### Exercise details
Output, please, every line from the line that holds "Reviewer note: confirm that each instance of the green rope" to the end, exactly as written.

Source data
- - -
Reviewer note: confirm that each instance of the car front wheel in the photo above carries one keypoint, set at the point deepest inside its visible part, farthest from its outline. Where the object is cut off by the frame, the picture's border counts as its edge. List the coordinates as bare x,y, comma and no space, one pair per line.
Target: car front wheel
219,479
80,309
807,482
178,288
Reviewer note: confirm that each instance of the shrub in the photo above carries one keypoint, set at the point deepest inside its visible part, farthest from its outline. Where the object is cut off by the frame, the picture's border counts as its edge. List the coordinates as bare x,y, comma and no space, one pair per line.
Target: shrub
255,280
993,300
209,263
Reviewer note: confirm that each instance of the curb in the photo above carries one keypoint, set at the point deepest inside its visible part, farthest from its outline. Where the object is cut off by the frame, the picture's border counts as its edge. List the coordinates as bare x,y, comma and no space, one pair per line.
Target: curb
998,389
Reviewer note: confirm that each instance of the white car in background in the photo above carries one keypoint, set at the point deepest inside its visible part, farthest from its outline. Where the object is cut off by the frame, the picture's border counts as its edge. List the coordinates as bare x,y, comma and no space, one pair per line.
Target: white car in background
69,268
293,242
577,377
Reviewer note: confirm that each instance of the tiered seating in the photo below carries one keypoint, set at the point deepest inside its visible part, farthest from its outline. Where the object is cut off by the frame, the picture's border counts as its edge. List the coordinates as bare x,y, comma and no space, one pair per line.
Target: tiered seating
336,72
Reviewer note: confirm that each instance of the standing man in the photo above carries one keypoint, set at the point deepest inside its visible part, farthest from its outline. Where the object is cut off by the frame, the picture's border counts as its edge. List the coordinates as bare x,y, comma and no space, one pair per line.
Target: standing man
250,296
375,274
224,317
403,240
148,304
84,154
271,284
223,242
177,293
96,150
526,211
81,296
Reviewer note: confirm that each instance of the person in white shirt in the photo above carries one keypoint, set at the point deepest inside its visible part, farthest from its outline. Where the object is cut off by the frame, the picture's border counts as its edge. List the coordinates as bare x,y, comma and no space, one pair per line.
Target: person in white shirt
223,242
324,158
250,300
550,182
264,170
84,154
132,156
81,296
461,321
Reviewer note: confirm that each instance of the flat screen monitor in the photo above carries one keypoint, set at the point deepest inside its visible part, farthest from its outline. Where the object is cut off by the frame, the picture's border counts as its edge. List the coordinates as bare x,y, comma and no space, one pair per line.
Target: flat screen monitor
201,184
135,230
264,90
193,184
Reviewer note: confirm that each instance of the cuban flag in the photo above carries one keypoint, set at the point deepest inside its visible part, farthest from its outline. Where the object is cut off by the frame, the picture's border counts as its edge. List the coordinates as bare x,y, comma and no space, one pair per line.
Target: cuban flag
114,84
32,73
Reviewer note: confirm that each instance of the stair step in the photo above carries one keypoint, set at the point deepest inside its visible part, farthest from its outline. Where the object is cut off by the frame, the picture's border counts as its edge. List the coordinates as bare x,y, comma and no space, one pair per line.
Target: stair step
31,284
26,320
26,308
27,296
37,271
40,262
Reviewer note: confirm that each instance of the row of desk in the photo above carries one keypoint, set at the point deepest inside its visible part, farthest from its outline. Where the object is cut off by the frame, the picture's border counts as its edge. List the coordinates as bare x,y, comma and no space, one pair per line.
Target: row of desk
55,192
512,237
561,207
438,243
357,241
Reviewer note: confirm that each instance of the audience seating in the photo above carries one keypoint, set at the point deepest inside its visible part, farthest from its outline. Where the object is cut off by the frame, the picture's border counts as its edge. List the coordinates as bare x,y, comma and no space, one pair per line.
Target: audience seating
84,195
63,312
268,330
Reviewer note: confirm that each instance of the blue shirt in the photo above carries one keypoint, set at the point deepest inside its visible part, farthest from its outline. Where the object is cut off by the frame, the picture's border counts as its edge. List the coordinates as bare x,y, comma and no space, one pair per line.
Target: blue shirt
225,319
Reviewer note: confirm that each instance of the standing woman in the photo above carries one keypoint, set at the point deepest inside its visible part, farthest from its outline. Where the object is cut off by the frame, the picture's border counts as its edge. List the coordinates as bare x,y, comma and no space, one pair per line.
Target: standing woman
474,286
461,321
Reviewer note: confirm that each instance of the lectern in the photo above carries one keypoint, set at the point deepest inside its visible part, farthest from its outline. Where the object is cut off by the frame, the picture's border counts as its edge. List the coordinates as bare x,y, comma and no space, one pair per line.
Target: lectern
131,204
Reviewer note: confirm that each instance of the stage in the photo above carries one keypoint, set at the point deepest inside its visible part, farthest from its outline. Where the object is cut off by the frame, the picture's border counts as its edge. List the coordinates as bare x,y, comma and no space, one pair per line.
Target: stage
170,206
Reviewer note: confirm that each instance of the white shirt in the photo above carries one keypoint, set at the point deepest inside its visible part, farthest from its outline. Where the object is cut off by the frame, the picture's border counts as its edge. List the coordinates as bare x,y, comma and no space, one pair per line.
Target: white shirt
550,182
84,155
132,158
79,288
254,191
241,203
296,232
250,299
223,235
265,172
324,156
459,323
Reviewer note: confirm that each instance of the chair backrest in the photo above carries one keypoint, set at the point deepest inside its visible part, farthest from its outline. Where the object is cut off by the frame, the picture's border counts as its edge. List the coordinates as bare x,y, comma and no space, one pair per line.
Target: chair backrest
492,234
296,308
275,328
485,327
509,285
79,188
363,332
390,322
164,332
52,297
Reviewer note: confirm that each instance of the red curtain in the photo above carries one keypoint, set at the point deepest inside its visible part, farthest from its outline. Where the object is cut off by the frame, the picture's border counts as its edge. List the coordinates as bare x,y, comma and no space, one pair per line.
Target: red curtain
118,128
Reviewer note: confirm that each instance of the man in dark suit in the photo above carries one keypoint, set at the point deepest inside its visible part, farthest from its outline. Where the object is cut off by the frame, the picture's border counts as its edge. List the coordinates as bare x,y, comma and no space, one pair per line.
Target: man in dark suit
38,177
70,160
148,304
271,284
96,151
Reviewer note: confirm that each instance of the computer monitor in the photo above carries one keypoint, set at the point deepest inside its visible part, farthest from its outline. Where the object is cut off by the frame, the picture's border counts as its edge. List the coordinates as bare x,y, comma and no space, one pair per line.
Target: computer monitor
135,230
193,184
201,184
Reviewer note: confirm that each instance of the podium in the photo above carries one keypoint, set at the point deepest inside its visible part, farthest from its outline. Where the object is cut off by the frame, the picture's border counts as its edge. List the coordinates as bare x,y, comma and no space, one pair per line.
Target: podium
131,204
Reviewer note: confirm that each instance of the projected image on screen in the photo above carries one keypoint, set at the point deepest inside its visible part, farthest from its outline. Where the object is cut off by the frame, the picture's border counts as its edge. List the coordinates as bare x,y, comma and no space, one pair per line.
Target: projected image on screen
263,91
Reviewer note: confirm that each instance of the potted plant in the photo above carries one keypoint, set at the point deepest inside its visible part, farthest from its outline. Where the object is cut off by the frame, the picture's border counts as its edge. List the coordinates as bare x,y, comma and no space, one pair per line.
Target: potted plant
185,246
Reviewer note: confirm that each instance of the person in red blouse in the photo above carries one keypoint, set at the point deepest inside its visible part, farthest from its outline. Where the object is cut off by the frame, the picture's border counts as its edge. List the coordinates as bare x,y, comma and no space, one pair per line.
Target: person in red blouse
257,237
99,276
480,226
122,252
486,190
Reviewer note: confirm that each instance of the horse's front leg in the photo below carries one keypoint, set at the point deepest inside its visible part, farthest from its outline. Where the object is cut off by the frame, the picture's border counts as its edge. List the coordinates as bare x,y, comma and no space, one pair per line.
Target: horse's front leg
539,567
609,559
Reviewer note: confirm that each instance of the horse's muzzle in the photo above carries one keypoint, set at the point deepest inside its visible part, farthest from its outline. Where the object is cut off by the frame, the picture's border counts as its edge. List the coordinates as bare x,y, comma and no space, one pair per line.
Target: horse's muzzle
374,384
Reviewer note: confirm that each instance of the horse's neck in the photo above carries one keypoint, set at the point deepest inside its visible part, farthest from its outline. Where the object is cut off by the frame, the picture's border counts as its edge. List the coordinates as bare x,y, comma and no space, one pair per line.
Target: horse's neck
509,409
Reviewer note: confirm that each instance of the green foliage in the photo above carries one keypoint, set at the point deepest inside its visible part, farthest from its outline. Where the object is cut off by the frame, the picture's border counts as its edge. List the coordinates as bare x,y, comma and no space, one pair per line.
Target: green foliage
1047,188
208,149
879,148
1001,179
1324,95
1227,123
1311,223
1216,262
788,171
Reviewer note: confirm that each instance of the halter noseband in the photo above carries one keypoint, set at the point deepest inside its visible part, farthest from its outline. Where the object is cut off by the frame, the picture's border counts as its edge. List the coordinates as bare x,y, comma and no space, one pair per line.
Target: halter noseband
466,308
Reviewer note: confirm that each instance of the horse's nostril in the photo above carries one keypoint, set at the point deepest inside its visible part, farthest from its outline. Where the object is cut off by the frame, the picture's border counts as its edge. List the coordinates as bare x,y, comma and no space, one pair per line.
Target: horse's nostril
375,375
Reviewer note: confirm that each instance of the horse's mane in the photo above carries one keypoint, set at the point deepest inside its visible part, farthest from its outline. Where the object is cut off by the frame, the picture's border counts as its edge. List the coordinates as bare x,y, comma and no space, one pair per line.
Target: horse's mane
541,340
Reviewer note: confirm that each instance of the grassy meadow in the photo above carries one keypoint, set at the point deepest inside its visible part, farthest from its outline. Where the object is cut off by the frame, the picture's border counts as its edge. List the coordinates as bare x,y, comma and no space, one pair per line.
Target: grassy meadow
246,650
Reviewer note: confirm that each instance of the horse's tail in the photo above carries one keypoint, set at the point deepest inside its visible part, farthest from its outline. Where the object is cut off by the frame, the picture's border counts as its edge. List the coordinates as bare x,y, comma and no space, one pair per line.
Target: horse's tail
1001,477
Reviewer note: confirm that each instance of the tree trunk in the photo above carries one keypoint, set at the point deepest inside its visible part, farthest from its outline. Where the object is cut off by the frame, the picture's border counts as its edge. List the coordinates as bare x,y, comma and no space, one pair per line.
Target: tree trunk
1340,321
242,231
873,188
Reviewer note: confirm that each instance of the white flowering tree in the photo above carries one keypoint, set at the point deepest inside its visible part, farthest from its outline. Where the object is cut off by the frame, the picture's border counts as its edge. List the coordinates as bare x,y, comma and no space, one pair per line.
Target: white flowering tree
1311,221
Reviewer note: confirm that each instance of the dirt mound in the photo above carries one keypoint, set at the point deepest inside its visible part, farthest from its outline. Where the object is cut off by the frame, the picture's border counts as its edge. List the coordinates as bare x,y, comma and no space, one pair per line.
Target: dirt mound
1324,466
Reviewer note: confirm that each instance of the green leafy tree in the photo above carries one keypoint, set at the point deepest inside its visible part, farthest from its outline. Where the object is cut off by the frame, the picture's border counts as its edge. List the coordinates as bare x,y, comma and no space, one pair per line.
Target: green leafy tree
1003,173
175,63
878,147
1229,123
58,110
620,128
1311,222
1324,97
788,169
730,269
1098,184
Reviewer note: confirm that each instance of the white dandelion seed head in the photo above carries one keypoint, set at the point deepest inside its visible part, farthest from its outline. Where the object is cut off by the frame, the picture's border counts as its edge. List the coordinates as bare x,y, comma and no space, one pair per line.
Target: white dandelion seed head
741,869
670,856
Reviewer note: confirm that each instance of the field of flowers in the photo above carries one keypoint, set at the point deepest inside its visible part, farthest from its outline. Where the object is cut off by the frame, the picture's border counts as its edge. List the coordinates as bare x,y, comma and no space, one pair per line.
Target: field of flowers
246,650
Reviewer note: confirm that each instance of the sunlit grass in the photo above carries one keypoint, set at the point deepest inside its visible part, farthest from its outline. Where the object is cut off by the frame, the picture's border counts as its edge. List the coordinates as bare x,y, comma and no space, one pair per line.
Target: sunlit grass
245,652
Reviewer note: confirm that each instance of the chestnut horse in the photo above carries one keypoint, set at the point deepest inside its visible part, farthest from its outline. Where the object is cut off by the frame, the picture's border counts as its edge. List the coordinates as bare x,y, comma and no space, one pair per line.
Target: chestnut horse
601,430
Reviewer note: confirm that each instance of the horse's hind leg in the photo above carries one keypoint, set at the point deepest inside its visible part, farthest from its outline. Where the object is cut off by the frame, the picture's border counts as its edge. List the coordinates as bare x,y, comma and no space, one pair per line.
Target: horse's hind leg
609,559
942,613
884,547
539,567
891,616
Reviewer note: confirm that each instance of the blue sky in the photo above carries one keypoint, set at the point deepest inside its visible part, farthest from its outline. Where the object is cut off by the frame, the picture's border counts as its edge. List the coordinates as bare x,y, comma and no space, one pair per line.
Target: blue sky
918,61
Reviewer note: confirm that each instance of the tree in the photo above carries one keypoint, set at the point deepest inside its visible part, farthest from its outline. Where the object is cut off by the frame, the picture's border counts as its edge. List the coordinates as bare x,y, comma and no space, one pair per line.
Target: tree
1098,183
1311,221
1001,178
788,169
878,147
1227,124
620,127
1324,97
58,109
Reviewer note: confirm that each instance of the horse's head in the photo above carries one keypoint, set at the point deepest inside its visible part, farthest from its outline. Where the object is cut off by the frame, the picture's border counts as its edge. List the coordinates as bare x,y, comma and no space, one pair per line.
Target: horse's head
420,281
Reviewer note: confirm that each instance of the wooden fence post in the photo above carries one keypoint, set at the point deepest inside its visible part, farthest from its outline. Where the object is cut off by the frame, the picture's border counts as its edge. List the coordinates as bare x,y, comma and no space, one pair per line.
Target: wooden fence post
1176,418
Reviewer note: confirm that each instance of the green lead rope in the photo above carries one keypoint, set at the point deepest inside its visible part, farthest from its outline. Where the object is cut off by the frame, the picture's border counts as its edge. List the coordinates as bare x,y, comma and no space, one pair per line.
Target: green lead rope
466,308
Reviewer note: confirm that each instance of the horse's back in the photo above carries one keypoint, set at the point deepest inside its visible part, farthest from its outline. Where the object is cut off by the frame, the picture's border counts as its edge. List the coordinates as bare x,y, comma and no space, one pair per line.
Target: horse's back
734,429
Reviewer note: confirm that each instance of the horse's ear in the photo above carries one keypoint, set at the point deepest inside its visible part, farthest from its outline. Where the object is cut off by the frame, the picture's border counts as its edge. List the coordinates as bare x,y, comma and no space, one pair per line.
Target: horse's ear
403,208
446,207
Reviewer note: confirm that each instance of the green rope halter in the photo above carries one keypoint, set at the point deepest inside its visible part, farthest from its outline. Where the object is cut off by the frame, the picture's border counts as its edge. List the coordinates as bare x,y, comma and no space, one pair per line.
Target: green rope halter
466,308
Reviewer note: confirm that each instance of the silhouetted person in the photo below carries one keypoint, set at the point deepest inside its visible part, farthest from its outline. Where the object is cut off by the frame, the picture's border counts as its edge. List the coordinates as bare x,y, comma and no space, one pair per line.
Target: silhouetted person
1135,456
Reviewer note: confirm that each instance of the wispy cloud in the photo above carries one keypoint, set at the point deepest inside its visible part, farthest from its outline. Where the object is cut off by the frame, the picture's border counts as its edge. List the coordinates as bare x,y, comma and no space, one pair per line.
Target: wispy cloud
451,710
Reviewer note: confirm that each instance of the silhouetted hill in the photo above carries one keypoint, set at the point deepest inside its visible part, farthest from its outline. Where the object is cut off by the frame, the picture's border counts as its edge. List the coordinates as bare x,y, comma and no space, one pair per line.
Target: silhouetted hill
- - -
### Finished answer
Reviewer note: confirm that each instance of the green rope halter in the photo above carries one keypoint, set at the point deepest inside its visible part, farthest from its outline. Where the object is cut off by the frame, the picture's border counts as its edge. List the coordinates as bare x,y, comma and no space, one pair per line.
Target: green rope halter
466,308
Reviewer note: confirm that each instance of the silhouetted person in the photo below carries one keypoint, set at the point deepest inside its visible part, farthest from its outline. Where the object is cut off by the frame, the picture's border counts as its edge. List the coordinates as bare x,y, comma and no space, one pair per line.
Target: silhouetted person
1135,456
Reviewer note: confirm that each instance of the wispy cloud in the photo above carries one keypoint, set at the point deepest inside its visible part, farthest from its outline. Where the object is cut off by the frame, the picture's border counts as its edge. List the coordinates as bare x,y, comma and no space, one pair per line.
Target: wispy cloud
451,710
Reviewer note: confirm that each instance of the silhouetted hill in the photo above carries one keypoint, set at the point deepest inside its visible part, farthest from its outline. Where the object is cut off by the frame, the picture's border counts as its edge. List the coordinates as bare x,y, comma and no space, one pair per line.
Target: silhouetted hill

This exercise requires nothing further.